+++ Trecho para leitura
Tempo, marcado pelos números em folhas de papel dependurado em algum lugar próximo a você. Um período que termina e outro que se inicia. Num momento de pausa para reflexão, proponho uma reflexão diferente. Não aquela que usualmente você faria sobre metas que não foram cumpridas por um fator chamado Vida, mas aquela que estamos precisando.
Como buscamos o que precisamos?
Neste momento interconectado, fazemos como qualquer um, abrimos uma página de busca no Google e digitamos o que desejamos saber.
Você consegue imaginar quais foram as palavras mais se buscadas em 2019?
O ano em que a polarização ficou mais evidente, enquanto muitos de nós, usou palavras fortes e caluniosas de enfrentamento para defender posicionamentos e tentar mudar as crenças das demais pessoas. Num momento de tanto embate e desgaste mental para quer dizer como os outros devem viver, pensar e sentir, o Google nos trouxe num vídeo as palavras mais buscas em 2019 foram: Existem heróis de verdade?
Se você clicou no vídeo acima, dois minutos de vida que valem o investimento, você deve ter visto várias pessoas reais apenas almejando uma única coisa: existir.
Existir, como você é neste exato momento, com as potencialidades que possui e talvez não faça a menor ideia e as fraquezas que tenta esconder na maioria das vezes desnecessariamente. Fazendo aquilo que faz ou almeja fazer, principalmente, sem medo de ser julgado. Julgado somos todos. Todos sem exceção, mas a frente neste texto ficará bem evidente.
++++++
+++ Registros de dados
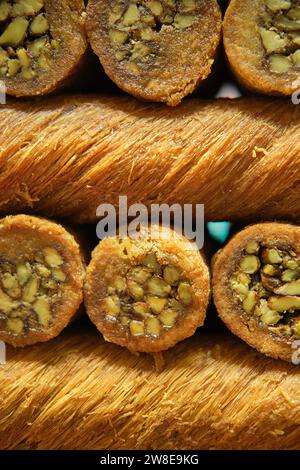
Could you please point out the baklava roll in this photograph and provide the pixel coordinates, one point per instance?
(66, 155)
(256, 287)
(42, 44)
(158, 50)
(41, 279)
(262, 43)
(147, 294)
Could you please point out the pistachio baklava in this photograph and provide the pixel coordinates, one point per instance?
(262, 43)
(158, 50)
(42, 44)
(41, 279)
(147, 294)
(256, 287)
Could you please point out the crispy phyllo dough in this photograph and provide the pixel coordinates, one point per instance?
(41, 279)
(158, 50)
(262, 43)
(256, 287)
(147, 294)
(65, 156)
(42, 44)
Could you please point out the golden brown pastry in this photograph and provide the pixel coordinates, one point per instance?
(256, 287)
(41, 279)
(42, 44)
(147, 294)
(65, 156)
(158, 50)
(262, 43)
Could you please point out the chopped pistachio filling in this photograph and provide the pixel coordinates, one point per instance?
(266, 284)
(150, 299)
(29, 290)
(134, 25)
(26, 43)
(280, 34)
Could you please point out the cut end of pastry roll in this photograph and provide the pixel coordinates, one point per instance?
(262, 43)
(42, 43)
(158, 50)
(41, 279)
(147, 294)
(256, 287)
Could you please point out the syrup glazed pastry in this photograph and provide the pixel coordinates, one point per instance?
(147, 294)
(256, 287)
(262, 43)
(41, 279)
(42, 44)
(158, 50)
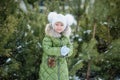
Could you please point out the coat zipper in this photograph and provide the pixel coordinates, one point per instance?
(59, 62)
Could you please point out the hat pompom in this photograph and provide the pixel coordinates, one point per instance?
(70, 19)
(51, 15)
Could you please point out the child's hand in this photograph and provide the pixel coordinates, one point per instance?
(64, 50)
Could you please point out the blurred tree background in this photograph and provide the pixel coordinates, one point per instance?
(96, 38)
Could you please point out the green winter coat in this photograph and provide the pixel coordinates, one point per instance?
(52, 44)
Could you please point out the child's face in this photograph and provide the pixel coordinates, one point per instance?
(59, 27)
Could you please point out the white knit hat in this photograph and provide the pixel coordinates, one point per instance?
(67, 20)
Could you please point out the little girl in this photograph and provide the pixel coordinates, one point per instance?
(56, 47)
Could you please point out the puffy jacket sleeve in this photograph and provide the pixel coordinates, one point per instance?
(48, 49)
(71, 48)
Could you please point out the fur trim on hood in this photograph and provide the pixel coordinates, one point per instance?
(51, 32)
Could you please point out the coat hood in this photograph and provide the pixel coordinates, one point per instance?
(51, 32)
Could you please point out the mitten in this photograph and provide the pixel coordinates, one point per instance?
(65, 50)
++++++
» Suas tarefas:
[1] Reescreva a parte do trecho para leitura que vai de "Neste momento interconectado, fazemos" a "buscadas em 2019?", inclusive, trocando "página de busca" por "ferramenta de pesquisa".
[2] Segundo o trecho para leitura, quanto tempo dura o vídeo mencionado?
[3] Liste as ações que, de acordo com o trecho para leitura, as pessoas querem dizer como os outros devem realizar.
Os registros constituem um material à parte, independente do trecho para leitura.

» As respostas:
[1]
Neste momento interconectado, fazemos como qualquer um, abrimos uma ferramenta de pesquisa no Google e digitamos o que desejamos saber.
Você consegue imaginar quais foram as palavras mais se buscadas em 2019?

[2] Dois minutos.

[3] Viver, pensar e sentir.